Re: Compatibility of functors with limits

Re: Compatibility of functors with limits

[Tom Leinster]

Mamuka Jibladze wrote:

> A related question: does anybody know any analogs of the
> Freyd's Adjoint Functor Theorems for functors between
> in(co)complete categories?

Borceux states the 'More General Adjoint Functor Theorem' in Vol 1, 6.6.1
of his Handbook.  This requires only that the codomain of the hoped-for
left adjoint is Cauchy-complete (and of course that the known functor has
some properties: it is 'absolutely flat' and satisfies some solution set
conditions).

Here's a representability theorem, presumably related.  Let C be a small,
Cauchy-complete category and let X: C ---> Set.  Then

   X is representable  <=>  X respects small limits.

The same goes for familial representability and connected limits.  Proofs
are at

   http://www.ihes.fr/~leinster/rr.ps

Tom

Re: Compatibility of functors with limits

[Tom LEINSTER]

Mamuka Jibladze wrote:

> It just occurred to me that there is something closely related
> in lattice theory; unfortunately I cannot give a reference, but
> I remember that one calls a subposet P' of a poset P
> relatively (co)complete if whenever a subset of P' has an upper
> bound in P, it has a least upper bound in P'.

This is quite similar, but not the same.  I'll take the dual concept (glbs
rather than lubs), since it was respect of limits that I wrote about
originally.  Take an inclusion P' into P of posets, and take a diagram D
in P', which might as well be just a subset of P'.  Then to say that the
inclusion of P' into P respects meets for D is to say that

  join {lower bounds of D in P'}
= meet D

where both join and meet are taken in P.  (I'm assuming that P is
complete; if not, respect of meets for D also asserts that the join and
the meet exist.)  In my first mail I described, vaguely, respect of limits
as meaning that the limit of the image is "no bigger than it needs to be".
Order theory is (unsurprisingly) the context in which this makes the most
sense: the greatest lower bound of D in P obviously needs to be greater
than all the lower bounds of D in P', but that understood, it's minimal.

◆ Written request 1
Repeat the part of the thread on functors and limits that opens with the words containing "where both join" and closes with "understood, it's minimal.", switching "minimal" to "least".
◆ Written request 2
In the thread on functors and limits, where in Borceux's Handbook is the 'More General Adjoint Functor Theorem' stated?
Rely only on the thread about functors and limits.

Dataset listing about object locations
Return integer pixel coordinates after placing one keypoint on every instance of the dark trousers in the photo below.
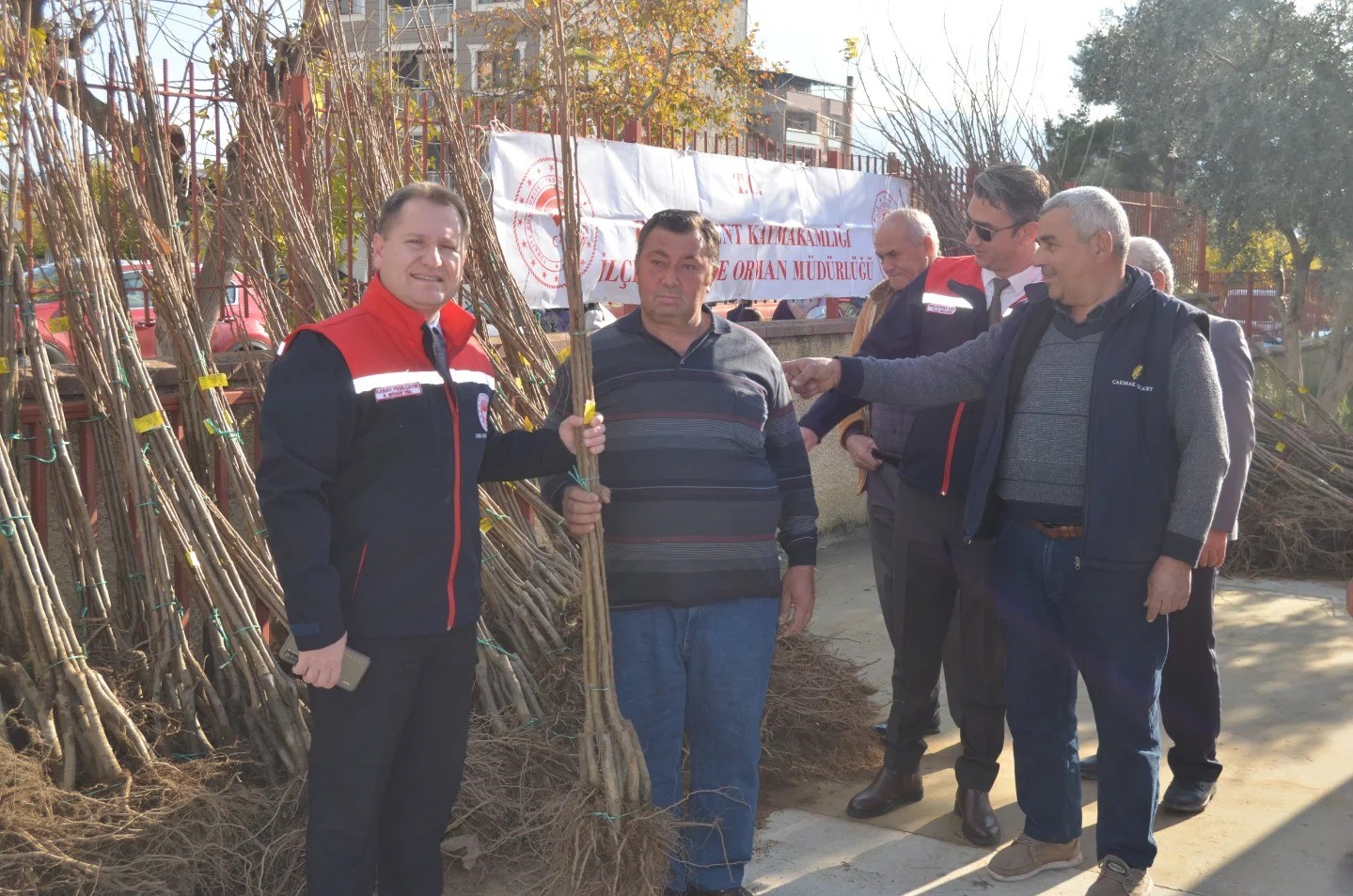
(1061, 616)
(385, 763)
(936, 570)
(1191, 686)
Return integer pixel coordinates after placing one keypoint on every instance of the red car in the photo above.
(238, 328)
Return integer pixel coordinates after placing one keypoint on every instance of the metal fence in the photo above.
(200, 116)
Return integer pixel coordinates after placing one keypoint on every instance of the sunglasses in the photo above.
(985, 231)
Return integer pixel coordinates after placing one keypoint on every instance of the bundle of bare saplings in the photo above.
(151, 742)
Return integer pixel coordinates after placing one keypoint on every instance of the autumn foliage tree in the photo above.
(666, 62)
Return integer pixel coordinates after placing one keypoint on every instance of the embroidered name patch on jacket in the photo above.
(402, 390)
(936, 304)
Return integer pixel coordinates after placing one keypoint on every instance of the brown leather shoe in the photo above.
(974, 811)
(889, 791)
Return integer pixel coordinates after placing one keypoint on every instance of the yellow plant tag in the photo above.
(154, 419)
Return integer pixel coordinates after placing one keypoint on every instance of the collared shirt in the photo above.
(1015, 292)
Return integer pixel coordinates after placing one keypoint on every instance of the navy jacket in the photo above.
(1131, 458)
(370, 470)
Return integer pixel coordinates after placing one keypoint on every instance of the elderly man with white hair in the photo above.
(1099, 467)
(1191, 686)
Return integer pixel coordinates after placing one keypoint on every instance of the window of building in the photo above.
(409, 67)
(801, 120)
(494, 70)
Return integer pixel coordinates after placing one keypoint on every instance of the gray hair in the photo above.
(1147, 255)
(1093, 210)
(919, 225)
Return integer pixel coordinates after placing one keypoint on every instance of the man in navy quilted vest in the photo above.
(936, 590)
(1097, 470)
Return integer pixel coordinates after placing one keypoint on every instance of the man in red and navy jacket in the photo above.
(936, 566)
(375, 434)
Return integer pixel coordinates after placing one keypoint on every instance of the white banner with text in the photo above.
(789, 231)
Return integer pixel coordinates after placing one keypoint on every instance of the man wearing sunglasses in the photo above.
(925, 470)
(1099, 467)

--

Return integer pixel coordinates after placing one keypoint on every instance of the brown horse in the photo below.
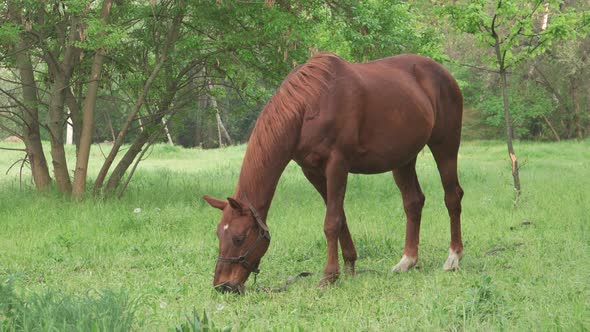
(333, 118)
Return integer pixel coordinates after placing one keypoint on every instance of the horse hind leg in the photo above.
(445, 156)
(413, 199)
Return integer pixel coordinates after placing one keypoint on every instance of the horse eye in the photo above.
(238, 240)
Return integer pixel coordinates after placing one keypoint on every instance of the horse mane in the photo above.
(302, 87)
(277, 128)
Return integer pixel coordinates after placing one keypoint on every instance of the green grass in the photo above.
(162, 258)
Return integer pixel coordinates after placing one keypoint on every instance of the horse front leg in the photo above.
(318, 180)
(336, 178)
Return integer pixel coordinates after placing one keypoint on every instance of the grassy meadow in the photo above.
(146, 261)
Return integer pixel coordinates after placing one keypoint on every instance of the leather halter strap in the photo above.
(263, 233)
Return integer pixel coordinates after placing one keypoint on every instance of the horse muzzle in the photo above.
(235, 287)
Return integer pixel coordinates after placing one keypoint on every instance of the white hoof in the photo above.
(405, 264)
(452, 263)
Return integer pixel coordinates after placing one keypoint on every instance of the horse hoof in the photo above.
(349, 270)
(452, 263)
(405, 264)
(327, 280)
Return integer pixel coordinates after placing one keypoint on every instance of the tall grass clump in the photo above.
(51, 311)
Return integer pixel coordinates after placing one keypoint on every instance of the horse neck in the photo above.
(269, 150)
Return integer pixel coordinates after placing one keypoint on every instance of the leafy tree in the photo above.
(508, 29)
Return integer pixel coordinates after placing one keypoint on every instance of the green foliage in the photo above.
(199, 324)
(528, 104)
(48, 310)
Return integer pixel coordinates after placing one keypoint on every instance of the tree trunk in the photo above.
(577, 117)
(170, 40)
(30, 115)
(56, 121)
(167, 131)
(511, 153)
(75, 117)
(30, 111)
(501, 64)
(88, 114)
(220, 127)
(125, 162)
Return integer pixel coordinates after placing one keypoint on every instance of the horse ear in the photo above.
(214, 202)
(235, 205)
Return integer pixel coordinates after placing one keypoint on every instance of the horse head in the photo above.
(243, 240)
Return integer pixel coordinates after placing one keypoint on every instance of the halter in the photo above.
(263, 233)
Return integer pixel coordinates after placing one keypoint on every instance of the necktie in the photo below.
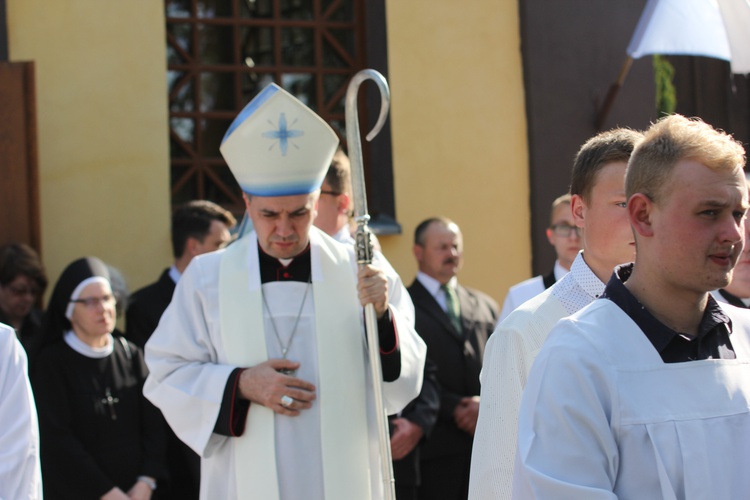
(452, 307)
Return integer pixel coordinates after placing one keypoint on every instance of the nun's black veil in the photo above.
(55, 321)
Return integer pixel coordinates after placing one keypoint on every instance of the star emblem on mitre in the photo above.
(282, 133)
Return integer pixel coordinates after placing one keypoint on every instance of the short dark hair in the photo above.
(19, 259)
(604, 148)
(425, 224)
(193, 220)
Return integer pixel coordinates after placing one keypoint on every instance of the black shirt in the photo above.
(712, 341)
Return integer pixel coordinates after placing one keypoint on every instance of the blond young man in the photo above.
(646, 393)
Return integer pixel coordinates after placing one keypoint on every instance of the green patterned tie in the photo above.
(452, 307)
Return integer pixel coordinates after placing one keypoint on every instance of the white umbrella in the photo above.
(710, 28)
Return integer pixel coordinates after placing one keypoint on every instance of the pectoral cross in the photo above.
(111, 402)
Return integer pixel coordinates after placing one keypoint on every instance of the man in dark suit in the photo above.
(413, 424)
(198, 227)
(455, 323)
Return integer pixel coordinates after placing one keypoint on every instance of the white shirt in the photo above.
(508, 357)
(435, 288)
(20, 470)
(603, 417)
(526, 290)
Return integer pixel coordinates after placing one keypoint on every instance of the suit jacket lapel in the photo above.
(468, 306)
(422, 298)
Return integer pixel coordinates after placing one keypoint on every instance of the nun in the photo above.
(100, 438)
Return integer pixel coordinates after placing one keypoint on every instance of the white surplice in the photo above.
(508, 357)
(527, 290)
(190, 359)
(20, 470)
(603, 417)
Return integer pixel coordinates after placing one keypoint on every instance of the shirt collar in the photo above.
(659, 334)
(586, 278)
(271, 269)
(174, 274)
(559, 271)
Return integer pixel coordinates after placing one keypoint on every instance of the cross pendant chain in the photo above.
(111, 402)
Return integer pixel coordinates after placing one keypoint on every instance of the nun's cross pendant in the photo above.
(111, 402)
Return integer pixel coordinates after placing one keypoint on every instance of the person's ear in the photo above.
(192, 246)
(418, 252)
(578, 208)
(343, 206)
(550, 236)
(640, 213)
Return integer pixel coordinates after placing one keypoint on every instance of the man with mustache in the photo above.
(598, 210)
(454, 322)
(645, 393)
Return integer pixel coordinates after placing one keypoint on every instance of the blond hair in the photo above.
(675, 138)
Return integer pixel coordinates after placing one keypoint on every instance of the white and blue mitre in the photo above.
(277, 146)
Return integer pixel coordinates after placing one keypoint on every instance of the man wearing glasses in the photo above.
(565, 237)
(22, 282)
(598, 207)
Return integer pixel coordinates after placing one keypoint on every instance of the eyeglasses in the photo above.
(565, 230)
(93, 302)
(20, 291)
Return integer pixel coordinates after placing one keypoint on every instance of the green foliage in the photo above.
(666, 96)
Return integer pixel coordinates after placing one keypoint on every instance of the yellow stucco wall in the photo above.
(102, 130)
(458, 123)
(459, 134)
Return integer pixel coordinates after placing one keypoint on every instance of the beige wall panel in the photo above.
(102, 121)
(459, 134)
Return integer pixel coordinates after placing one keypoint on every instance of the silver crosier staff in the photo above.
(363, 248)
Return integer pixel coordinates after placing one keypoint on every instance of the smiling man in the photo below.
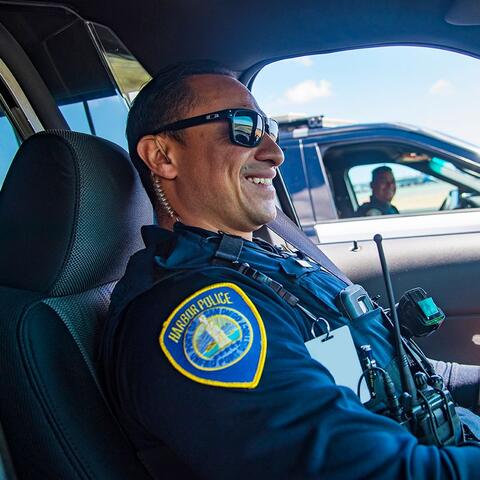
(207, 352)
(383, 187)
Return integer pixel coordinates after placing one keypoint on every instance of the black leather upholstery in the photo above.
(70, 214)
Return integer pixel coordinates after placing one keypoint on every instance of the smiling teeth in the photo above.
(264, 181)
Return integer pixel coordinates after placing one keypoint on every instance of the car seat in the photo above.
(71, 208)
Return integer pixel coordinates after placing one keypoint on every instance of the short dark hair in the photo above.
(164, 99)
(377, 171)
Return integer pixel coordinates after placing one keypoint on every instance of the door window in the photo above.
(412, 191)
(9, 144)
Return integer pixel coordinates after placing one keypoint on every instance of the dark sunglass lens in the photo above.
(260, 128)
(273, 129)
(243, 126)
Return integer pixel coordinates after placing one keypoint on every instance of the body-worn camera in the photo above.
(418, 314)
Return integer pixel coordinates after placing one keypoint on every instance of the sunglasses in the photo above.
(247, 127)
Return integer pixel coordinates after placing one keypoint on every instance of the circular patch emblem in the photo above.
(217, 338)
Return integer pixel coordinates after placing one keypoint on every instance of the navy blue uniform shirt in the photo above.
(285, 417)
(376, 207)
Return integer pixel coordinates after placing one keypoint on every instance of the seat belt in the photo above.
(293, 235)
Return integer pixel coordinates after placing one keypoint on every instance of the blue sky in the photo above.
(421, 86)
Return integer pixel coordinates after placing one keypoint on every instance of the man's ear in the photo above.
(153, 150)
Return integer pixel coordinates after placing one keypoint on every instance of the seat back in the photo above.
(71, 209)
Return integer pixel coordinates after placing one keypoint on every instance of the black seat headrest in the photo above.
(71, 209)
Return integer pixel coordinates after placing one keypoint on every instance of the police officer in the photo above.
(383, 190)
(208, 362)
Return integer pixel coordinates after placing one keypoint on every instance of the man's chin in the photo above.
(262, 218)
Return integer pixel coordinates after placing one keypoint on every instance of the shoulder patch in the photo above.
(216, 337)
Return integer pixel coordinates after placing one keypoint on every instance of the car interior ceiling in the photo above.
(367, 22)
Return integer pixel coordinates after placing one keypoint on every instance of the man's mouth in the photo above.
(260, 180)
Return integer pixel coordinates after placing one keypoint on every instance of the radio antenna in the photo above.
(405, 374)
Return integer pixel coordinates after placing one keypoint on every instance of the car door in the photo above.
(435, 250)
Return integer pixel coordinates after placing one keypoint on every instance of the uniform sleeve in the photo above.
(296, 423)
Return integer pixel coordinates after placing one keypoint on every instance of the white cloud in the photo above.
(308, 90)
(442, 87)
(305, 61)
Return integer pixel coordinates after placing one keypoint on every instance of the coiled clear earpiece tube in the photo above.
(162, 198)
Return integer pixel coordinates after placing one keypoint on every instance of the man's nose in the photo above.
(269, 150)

◆ Correct response 1
where both join and meet are taken in P.  (I'm assuming that P is
complete; if not, respect of meets for D also asserts that the join and
the meet exist.)  In my first mail I described, vaguely, respect of limits
as meaning that the limit of the image is "no bigger than it needs to be".
Order theory is (unsurprisingly) the context in which this makes the most
sense: the greatest lower bound of D in P obviously needs to be greater
than all the lower bounds of D in P', but that understood, it's least.

◆ Correct response 2
In Volume 1, at 6.6.1.